(Collected data)
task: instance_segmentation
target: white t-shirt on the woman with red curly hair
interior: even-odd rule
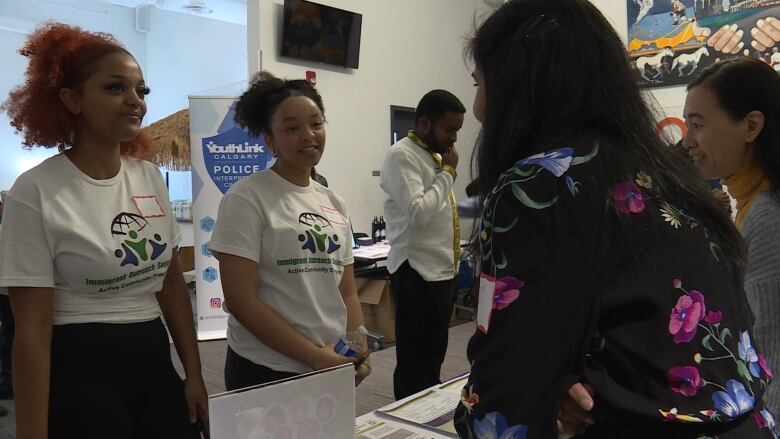
[[[0,286],[54,288],[55,325],[152,320],[179,240],[156,166],[122,157],[95,180],[58,154],[5,198]]]

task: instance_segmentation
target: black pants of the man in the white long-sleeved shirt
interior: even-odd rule
[[[393,391],[405,398],[441,382],[455,281],[428,282],[404,262],[390,275],[395,300]]]

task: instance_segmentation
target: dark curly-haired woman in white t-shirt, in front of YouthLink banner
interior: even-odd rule
[[[308,82],[267,72],[236,105],[236,121],[263,135],[276,162],[230,188],[209,241],[230,312],[228,390],[355,361],[334,351],[363,324],[349,215],[311,178],[325,150],[324,113]],[[360,365],[356,382],[369,372]]]

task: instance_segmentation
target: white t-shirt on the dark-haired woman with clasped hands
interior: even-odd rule
[[[258,264],[257,297],[317,346],[346,332],[339,292],[352,246],[344,201],[311,182],[296,186],[273,170],[253,174],[222,198],[209,249]],[[229,311],[229,309],[228,309]],[[264,345],[234,316],[228,345],[240,356],[283,372],[310,372],[306,364]]]

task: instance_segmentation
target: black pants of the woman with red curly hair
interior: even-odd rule
[[[160,319],[54,326],[49,437],[199,437]]]

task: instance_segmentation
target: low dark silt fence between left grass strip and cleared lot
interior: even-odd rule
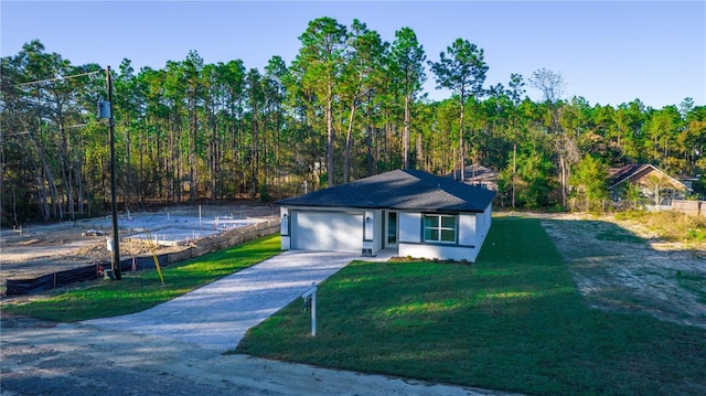
[[[253,240],[266,235],[279,232],[279,218],[252,224],[245,227],[231,228],[222,234],[207,236],[194,242],[194,245],[185,250],[158,255],[160,266],[168,266],[193,257],[225,249],[231,246]],[[109,264],[93,264],[85,267],[67,269],[64,271],[47,274],[32,279],[8,279],[6,281],[6,295],[29,295],[42,290],[55,289],[71,283],[95,280],[103,276],[103,267]],[[120,271],[129,272],[140,269],[154,268],[152,256],[130,257],[120,260]]]

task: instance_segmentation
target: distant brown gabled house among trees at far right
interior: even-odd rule
[[[659,202],[660,205],[668,205],[672,200],[683,199],[691,190],[684,183],[649,163],[609,170],[608,191],[613,201],[624,197],[628,184],[638,185],[642,196],[653,200],[655,204]]]

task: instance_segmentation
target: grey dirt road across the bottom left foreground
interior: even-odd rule
[[[304,364],[81,324],[1,319],[0,395],[509,395]]]

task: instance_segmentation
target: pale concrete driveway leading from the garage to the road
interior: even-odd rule
[[[360,255],[288,250],[142,312],[83,323],[232,350],[249,328],[355,259]]]

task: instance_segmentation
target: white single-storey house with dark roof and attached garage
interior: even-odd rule
[[[278,201],[282,249],[474,261],[495,192],[396,170]]]

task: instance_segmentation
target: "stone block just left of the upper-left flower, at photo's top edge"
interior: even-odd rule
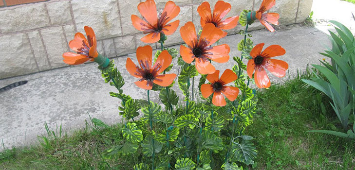
[[[141,17],[137,8],[139,0],[118,0],[118,3],[120,6],[123,35],[138,33],[139,31],[132,25],[131,15]]]

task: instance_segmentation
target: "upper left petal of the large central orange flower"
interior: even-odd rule
[[[196,44],[197,35],[195,26],[191,21],[187,22],[184,26],[180,28],[180,35],[185,41],[185,43],[188,45],[188,47],[192,49],[193,46]]]

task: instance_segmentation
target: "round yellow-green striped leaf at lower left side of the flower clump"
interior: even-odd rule
[[[130,122],[127,127],[122,128],[122,135],[131,143],[139,143],[143,140],[142,130],[138,129],[137,124]]]

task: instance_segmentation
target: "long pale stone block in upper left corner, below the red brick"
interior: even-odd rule
[[[0,30],[2,33],[50,26],[49,17],[43,3],[1,9],[0,16]]]

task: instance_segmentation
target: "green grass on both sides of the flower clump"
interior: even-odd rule
[[[300,79],[273,85],[258,92],[258,112],[245,135],[254,136],[255,170],[354,170],[355,142],[308,130],[338,130],[329,99]],[[321,108],[321,103],[325,107]],[[334,124],[334,125],[333,125]],[[37,146],[0,153],[0,169],[6,170],[131,170],[136,158],[106,160],[101,152],[120,140],[121,125],[98,129],[87,123],[72,135],[49,132]],[[54,136],[53,134],[56,134]]]

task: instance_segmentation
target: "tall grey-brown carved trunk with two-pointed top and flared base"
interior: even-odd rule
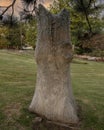
[[[37,19],[37,81],[29,110],[52,121],[77,123],[70,81],[70,62],[73,56],[69,37],[69,13],[63,10],[52,15],[39,5]]]

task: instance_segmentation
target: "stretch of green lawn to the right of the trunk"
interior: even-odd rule
[[[72,64],[72,84],[82,109],[81,130],[104,130],[104,63]]]

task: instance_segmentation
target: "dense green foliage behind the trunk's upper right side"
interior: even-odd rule
[[[81,3],[83,1],[83,3]],[[99,17],[103,5],[96,5],[89,0],[57,0],[51,7],[53,13],[66,8],[70,12],[71,41],[80,49],[79,53],[89,52],[80,46],[83,39],[89,39],[94,34],[102,32],[104,21]]]

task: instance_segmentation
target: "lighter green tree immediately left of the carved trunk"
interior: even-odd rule
[[[35,48],[37,27],[36,17],[29,12],[21,12],[21,30],[24,34],[24,43]]]

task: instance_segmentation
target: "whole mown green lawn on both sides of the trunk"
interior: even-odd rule
[[[74,60],[71,76],[80,130],[104,130],[104,63]],[[0,130],[31,130],[35,80],[33,52],[0,50]]]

§ THE PROBLEM
Reproduce each entry verbatim, excluding any embedded images.

§ EXERCISE ANSWER
task: instance_segmentation
target: white t-shirt on the woman with red curly hair
interior: even-odd rule
[[[0,286],[54,288],[55,325],[152,320],[179,240],[156,166],[122,157],[95,180],[58,154],[5,198]]]

task: instance_segmentation
target: black pants of the man in the white long-sleeved shirt
interior: even-odd rule
[[[393,391],[405,398],[441,382],[455,281],[428,282],[404,262],[390,275],[395,300]]]

task: instance_segmentation
target: dark curly-haired woman in white t-shirt, in front of YouthLink banner
interior: even-odd rule
[[[308,82],[267,72],[236,105],[236,121],[263,135],[276,162],[230,188],[209,241],[230,312],[228,390],[355,361],[334,351],[363,324],[349,215],[311,178],[325,150],[324,113]],[[360,365],[356,382],[369,372]]]

task: instance_segmentation
target: white t-shirt on the dark-haired woman with clasped hands
interior: even-odd rule
[[[258,264],[257,297],[317,346],[346,332],[339,292],[352,246],[344,201],[311,182],[296,186],[273,170],[253,174],[222,198],[209,249]],[[229,311],[229,309],[228,309]],[[264,345],[234,316],[228,345],[240,356],[283,372],[310,372],[306,364]]]

task: instance_segmentation
target: black pants of the woman with red curly hair
interior: even-odd rule
[[[160,319],[54,326],[49,437],[199,437]]]

task: instance_segmentation
target: low dark silt fence between left grass strip and cleared lot
interior: even-odd rule
[[[253,240],[266,235],[279,232],[279,218],[252,224],[245,227],[231,228],[222,234],[207,236],[194,242],[194,245],[185,250],[158,255],[160,266],[168,266],[193,257],[225,249],[231,246]],[[109,264],[93,264],[85,267],[67,269],[64,271],[47,274],[32,279],[8,279],[6,281],[6,295],[29,295],[42,290],[55,289],[71,283],[95,280],[103,276],[103,267]],[[120,271],[129,272],[140,269],[154,268],[152,256],[130,257],[120,260]]]

task: instance_segmentation
target: distant brown gabled house among trees at far right
interior: even-odd rule
[[[659,202],[660,205],[668,205],[672,200],[683,199],[691,190],[684,183],[649,163],[609,170],[608,191],[613,201],[624,197],[628,184],[638,185],[642,196],[653,200],[655,204]]]

task: instance_segmentation
target: grey dirt road across the bottom left foreground
interior: even-odd rule
[[[304,364],[81,324],[1,319],[0,395],[509,395]]]

task: instance_segmentation
target: pale concrete driveway leading from the garage to the road
interior: even-odd rule
[[[360,255],[288,250],[142,312],[83,323],[232,350],[249,328],[355,259]]]

task: instance_segmentation
target: white single-storey house with dark roof and attached garage
interior: even-odd rule
[[[278,201],[282,249],[474,261],[495,192],[396,170]]]

task: instance_segmentation
target: "stone block just left of the upper-left flower, at photo's top edge"
interior: even-odd rule
[[[141,17],[137,8],[139,0],[118,0],[118,3],[120,6],[123,35],[138,33],[139,31],[132,25],[131,15]]]

task: instance_segmentation
target: "upper left petal of the large central orange flower"
interior: even-odd rule
[[[196,44],[197,35],[195,26],[191,21],[187,22],[184,26],[180,28],[180,35],[185,41],[185,43],[188,45],[188,47],[192,49],[193,46]]]

task: instance_segmentation
target: "round yellow-green striped leaf at lower left side of the flower clump"
interior: even-odd rule
[[[130,122],[127,127],[122,128],[122,135],[131,143],[139,143],[143,140],[142,130],[138,129],[137,124]]]

task: instance_segmentation
target: "long pale stone block in upper left corner, below the red brick"
interior: even-odd rule
[[[0,30],[2,33],[50,26],[49,17],[43,3],[1,9],[0,16]]]

task: instance_segmentation
target: "green grass on both sides of the flower clump"
interior: even-odd rule
[[[300,79],[273,85],[258,92],[258,112],[245,135],[254,136],[255,170],[354,170],[355,142],[308,130],[338,130],[329,99]],[[321,108],[321,103],[325,107]],[[334,124],[334,125],[333,125]],[[37,146],[0,153],[0,169],[6,170],[131,170],[136,158],[106,160],[101,152],[120,140],[121,125],[98,129],[87,123],[72,135],[49,132]],[[54,136],[53,134],[56,134]]]

task: instance_segmentation
target: "tall grey-brown carved trunk with two-pointed top and flared base"
interior: even-odd rule
[[[37,19],[37,81],[29,110],[52,121],[77,123],[70,81],[70,62],[73,56],[69,37],[69,13],[63,10],[52,15],[39,5]]]

task: instance_segmentation
target: "stretch of green lawn to the right of the trunk"
interior: even-odd rule
[[[72,64],[72,84],[82,109],[81,130],[104,130],[104,63]]]

task: instance_segmentation
target: "dense green foliage behind the trunk's upper right side"
interior: even-odd rule
[[[81,3],[83,1],[83,3]],[[99,17],[103,5],[96,5],[89,0],[57,0],[51,7],[53,13],[66,8],[70,12],[71,41],[80,49],[79,53],[89,52],[80,46],[83,39],[89,39],[94,34],[102,32],[104,21]]]

task: instance_segmentation
target: "lighter green tree immediately left of the carved trunk"
interior: even-odd rule
[[[35,48],[37,27],[36,17],[29,12],[21,12],[21,30],[24,34],[24,43]]]

task: instance_segmentation
target: "whole mown green lawn on both sides of the trunk"
interior: even-odd rule
[[[74,60],[71,76],[80,130],[104,130],[104,63]],[[0,130],[31,130],[35,80],[33,52],[0,50]]]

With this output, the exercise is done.